=== Work instructions ===
Swap "attached" for "uploaded" in the lines from the first one through the line containing "(23, 25), (254, 153)", and reproduce those lines with nothing else changed.

Box-labeled dataset extracts:

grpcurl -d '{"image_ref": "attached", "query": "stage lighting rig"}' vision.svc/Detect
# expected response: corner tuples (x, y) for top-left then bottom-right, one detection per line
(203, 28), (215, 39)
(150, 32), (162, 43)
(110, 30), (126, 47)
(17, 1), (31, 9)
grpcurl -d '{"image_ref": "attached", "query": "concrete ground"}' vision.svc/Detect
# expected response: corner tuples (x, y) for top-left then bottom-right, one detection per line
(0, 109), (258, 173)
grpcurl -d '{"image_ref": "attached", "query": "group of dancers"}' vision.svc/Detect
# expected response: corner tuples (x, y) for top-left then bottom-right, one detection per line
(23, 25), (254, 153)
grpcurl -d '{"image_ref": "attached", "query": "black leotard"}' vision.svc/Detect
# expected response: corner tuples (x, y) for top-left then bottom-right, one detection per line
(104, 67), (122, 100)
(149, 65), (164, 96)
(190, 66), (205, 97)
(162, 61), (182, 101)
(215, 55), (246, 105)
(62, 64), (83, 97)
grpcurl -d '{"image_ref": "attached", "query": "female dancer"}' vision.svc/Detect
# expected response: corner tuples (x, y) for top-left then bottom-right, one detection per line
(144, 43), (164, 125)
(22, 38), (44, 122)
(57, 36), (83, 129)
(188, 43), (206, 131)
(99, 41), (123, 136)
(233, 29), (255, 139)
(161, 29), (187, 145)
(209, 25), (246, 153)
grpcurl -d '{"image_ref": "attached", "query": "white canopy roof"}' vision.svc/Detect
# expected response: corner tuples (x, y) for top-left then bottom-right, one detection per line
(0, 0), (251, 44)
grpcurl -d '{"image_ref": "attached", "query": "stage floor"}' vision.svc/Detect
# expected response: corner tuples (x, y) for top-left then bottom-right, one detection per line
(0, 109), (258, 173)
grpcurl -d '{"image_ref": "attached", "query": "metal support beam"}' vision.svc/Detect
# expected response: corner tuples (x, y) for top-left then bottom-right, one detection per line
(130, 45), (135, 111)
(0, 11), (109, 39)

=== Written response ===
grpcurl -d '{"image_ref": "uploaded", "query": "stage lighting rig"}' vision.svc/Detect
# expected response: corner tuples (x, y) for top-left then bottom-right, one detection per line
(203, 28), (215, 39)
(150, 32), (162, 43)
(110, 30), (126, 47)
(17, 1), (31, 9)
grpcurl -d '{"image_ref": "uploaded", "query": "concrete ground"}' vision.svc/Detect
# expected response: corner tuples (x, y) for top-left then bottom-right, one detection per line
(0, 109), (258, 173)
grpcurl -d '{"image_ref": "uploaded", "query": "group of dancers"}' vision.svc/Detect
# expected response: corner tuples (x, y) for top-left then bottom-right, one detection per line
(23, 25), (254, 153)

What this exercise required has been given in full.